:: Given data ::
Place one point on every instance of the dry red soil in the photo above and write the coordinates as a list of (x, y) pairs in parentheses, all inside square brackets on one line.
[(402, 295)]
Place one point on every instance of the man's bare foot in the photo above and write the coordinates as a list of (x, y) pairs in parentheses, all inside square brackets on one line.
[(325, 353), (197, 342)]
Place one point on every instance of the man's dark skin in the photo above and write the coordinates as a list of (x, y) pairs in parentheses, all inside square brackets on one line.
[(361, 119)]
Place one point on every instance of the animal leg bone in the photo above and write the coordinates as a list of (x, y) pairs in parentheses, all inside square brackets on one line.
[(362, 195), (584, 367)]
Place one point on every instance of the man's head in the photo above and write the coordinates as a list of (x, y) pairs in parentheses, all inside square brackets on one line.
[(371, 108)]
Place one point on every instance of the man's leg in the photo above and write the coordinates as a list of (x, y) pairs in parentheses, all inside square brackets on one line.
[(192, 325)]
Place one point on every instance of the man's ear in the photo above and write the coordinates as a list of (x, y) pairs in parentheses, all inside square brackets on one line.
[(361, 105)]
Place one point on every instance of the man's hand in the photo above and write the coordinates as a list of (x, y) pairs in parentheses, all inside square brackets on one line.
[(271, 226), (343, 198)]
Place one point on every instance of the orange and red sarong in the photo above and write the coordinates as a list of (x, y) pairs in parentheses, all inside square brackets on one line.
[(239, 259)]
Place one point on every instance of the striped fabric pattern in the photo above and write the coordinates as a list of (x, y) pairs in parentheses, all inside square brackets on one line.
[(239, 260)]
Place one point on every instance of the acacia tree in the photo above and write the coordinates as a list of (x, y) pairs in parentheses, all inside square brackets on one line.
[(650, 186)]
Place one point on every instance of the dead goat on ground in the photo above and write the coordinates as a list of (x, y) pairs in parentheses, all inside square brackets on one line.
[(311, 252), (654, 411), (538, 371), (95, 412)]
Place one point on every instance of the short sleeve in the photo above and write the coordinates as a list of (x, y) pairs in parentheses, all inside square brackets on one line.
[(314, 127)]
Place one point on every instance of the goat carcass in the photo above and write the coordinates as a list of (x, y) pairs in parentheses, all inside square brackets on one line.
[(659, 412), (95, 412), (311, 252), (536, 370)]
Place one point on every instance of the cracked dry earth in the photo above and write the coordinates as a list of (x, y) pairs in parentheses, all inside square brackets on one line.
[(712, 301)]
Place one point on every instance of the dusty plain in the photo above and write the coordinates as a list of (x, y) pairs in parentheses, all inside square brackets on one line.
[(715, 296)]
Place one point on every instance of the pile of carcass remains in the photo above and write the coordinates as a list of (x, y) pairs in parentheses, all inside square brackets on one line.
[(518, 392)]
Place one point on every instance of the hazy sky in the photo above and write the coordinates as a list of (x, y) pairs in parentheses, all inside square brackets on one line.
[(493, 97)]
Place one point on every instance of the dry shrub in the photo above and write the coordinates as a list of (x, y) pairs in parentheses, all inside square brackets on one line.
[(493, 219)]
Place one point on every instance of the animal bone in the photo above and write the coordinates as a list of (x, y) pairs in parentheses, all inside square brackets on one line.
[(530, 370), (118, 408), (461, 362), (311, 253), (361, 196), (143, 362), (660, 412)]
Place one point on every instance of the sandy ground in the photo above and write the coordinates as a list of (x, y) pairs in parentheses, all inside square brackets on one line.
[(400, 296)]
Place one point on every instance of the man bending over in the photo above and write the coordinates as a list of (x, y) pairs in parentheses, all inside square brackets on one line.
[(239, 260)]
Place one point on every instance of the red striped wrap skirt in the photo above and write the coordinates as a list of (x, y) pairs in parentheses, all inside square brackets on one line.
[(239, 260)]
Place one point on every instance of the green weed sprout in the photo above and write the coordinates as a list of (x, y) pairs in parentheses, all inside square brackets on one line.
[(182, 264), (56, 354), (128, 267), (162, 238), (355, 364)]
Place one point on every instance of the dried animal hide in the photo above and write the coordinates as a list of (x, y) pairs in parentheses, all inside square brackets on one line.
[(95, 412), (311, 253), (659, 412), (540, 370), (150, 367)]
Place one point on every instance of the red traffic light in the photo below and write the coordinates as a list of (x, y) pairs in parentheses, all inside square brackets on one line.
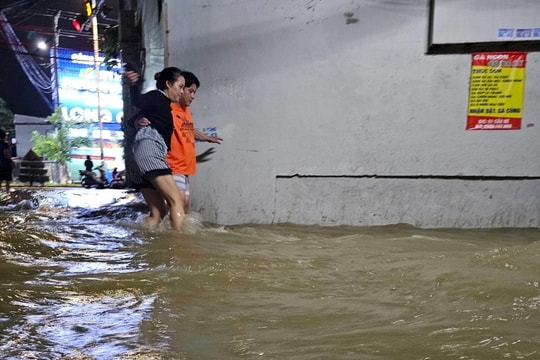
[(77, 25), (88, 8)]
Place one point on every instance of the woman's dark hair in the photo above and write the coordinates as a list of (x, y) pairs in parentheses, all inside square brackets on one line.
[(168, 74), (191, 79)]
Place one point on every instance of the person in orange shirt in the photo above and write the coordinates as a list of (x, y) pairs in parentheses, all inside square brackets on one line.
[(182, 158)]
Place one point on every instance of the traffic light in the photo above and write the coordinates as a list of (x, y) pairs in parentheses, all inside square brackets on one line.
[(88, 10), (78, 22)]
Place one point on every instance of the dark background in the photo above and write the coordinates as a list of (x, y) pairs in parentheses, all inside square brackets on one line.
[(33, 20)]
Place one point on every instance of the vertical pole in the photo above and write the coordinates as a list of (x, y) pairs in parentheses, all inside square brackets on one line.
[(56, 42), (97, 65)]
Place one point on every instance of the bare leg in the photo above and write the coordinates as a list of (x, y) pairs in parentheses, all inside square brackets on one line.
[(156, 203), (166, 185)]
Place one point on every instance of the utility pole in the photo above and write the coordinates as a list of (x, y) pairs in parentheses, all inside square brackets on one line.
[(97, 65)]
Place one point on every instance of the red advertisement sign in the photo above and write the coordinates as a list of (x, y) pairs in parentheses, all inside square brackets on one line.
[(496, 91)]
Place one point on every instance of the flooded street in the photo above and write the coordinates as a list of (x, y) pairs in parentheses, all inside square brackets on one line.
[(81, 279)]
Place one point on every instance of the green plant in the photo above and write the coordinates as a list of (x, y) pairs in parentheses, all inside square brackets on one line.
[(58, 144)]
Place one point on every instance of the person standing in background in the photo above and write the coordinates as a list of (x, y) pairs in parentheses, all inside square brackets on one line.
[(6, 163), (88, 164)]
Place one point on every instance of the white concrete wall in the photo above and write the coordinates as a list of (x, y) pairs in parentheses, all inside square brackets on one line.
[(357, 110)]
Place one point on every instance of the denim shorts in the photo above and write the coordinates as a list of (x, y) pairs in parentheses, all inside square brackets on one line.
[(149, 150)]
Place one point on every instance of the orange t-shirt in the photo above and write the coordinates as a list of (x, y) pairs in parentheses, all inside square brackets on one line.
[(182, 157)]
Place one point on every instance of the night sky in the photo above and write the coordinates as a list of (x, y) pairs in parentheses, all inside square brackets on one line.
[(15, 88), (30, 24)]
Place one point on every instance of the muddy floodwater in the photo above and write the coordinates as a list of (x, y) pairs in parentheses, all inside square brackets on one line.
[(81, 279)]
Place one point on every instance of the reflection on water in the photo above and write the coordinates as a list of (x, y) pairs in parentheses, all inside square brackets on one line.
[(82, 280)]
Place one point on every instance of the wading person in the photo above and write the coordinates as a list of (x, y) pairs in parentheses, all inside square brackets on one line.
[(182, 158)]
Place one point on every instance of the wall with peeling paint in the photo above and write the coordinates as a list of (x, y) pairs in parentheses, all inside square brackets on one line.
[(331, 114)]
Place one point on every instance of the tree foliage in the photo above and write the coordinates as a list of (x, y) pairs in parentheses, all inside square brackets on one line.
[(58, 144), (6, 118)]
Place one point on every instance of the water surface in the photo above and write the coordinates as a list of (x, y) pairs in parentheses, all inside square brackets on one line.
[(81, 279)]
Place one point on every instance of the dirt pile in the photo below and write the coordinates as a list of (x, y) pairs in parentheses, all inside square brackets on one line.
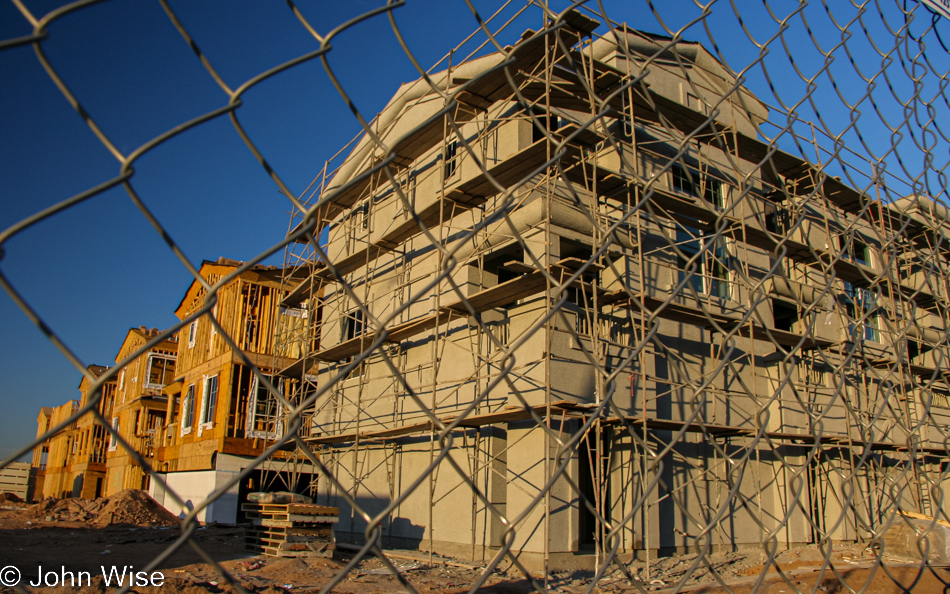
:::
- **The exercise**: Please edit the entries starting at the line that has "Place one point on every instance of the red striped" and stopping after the line that has "[(77, 25), (88, 8)]", swapping "photo" for "image" and changing nothing else. Return only those lines, and omit the pictures.

- **Complete output**:
Place one point on every instance of the red striped wrap skirt in the image above and write the coordinates as a list of (x, y) pairs in parentheses, all inside square brackets on one line.
[(239, 260)]
Place one point on every instance of the green weed sprout in the image above and write the coordinates as a list of (x, y) pairs in parentheses, all inside square brackets on one line.
[(182, 264), (56, 354), (128, 267), (162, 238), (355, 364)]
Place one point on every instance of the dried animal hide in the image above and write the coordinates as a list of (x, y) pairs in parentheses, all inside square brackets on one line.
[(95, 412), (311, 253), (659, 412), (540, 370), (150, 367)]
Place one point on every instance of the red traffic light in the image below and write the coordinates as a list of (x, y) pairs in parentheses, all inside square brackets on one line.
[(77, 25), (88, 8)]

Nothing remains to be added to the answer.